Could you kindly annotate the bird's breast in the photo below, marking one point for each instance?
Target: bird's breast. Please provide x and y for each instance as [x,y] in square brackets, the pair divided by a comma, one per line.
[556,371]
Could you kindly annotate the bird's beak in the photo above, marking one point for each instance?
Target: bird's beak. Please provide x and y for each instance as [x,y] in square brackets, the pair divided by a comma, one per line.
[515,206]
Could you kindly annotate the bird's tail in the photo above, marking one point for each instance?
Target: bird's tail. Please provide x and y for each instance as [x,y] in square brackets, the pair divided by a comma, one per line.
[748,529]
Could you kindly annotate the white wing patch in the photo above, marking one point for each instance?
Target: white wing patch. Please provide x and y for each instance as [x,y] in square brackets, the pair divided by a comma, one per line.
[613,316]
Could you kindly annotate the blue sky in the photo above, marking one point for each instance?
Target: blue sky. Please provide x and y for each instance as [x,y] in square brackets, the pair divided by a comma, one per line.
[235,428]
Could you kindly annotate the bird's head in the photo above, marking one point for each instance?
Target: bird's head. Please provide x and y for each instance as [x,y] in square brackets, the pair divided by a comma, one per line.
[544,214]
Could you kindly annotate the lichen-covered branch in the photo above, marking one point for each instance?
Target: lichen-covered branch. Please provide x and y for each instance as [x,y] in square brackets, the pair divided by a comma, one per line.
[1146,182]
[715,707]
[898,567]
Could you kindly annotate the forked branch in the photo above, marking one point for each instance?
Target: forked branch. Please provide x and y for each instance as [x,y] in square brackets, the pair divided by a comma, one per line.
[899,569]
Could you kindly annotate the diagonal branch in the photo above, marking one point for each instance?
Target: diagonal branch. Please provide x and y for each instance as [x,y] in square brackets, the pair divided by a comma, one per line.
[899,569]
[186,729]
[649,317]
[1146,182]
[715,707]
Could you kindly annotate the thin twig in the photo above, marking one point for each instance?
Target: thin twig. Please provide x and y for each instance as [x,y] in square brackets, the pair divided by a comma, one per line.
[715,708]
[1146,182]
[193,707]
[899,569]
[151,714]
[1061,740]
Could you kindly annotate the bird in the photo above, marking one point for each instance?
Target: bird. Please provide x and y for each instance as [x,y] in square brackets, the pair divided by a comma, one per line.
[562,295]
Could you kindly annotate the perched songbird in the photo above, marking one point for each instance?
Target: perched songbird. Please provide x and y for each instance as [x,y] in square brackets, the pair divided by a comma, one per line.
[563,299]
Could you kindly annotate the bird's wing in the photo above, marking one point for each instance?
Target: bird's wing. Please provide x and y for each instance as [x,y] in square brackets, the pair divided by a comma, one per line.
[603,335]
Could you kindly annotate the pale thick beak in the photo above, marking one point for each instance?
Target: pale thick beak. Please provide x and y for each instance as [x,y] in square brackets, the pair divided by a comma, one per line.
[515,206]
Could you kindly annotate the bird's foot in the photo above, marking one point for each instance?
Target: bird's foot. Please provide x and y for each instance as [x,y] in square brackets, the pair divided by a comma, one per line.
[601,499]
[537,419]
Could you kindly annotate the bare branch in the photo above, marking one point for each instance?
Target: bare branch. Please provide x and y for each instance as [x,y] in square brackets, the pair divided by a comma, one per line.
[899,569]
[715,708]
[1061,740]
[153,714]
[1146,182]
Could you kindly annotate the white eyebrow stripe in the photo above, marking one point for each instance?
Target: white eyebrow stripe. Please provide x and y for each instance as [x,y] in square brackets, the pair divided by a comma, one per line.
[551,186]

*To do*.
Retype all of the data shown above, word for word.

*Solution for this problem*.
Could you kindly annotate the bird's breast in the photo below, marking one point for each instance?
Target: bird's breast. Please provide x and y for each instance as [x,y] in square brackets, the pair divided by a comma, one per line.
[556,371]
Could you kindly annotate the bird's beak in the photo above, marking one point for each instance?
Target: bird's beak. Please provide x and y for each instance as [x,y] in square brackets, the pair divided by a comma, one per line.
[515,206]
Could you kindly annotate the bird's tail in the photo above, marking one point for each instance?
Target: bird's tail. Please provide x and y for each instance as [x,y] in square brackets, the pair divided by a comma, one per line.
[748,529]
Could you kindly annotate the white wing patch in the photo above, marking one point for each instance?
Target: white wing patch. Please provide x and y for each instance as [x,y] in square brackets, the pair divided by a comma, one per line.
[613,316]
Could you kindly annotate the blue sky in the photo above, marking one point for each instance?
Target: blue sky. Please provide x and y for each instance as [x,y] in square brackets, the pair divided by a comma, one per line.
[235,428]
Could you kindly annotate the bird's head in the photo above, marking one point for each instance?
Target: bird's head. Please provide x and y for each instance as [x,y] in square brackets, the pair divided by a comma, one per line.
[544,214]
Could you kindly annotate the lichen-covered branch in the photo above, marking one point for each instance?
Target: lichen-covered branch. Please provide x and y for each instance as [x,y] in square brackets, the pair divided by a comma, one per line.
[1146,182]
[715,707]
[898,567]
Could you kindly annotate the forked branch in the photo above, marking one point for each instance?
Target: forked branch. Please provide x and y for each instance as [x,y] in square brackets, the pair divided by a comma, one per line.
[899,569]
Could you kindly annotate the diagonal branch in the photo above, marking one point for each instance?
Target: diagonal branch. Please provide x and y for each instance as [x,y] in square brackets, the pair divided by a comma, one per line.
[899,569]
[186,729]
[649,317]
[1146,182]
[715,707]
Could you kindly annotate the thin twig in the photo above, marking one point for each instance?
Target: thin twig. Please provide x and y for each instance as [x,y] in square brackets, the pair divided by a comma, one per line.
[715,708]
[1146,182]
[193,707]
[899,569]
[151,714]
[1061,740]
Could you kindly annotate the bird in the photo above, marking one point for each instance?
Target: bird. Please provide x and y for each instance as [x,y] in square brackets, the pair divided by a comma, one per line.
[562,295]
Could you kindly annotate the perched songbird in the photo above, marking one point for each instance?
Target: perched songbird. Please provide x and y for each instance as [x,y] in square brackets, the pair divided by a comma, one per line.
[563,299]
Could you kindly annotate the bird's wing in the photo above, marking one point for each instance?
Target: bird's wing. Please provide x and y for each instance as [x,y] in square brackets, the pair divided by a comma, one per line.
[603,335]
Could you kindly annotate the pale thick beak in the photo above, marking one point for each instance?
Target: pale thick beak. Please provide x and y for each instance as [x,y] in square brackets, the pair divided by a comma, one per line.
[515,206]
Could you kindly annotate the bird's foot in the photo above, marking one point for each instance?
Target: bird's foot. Please provide x and y for each instance as [x,y] in square brackets, the pair divided by a comma, one per line.
[601,499]
[537,419]
Could you kindly annotate the bare branch in the photo above, marking one point for each instance?
Target: bare branch. Please provide x and y for each instance as [x,y] in square brackets, the pair divided by a comma, one per line.
[899,569]
[715,708]
[1061,740]
[153,714]
[1146,182]
Could you kindly annotate the white eyebrow stripe in the photo above, marking one point for each instance?
Target: white eyebrow stripe. Please provide x and y for each instance as [x,y] in square brackets, the pair divided by a comma, one per line.
[551,186]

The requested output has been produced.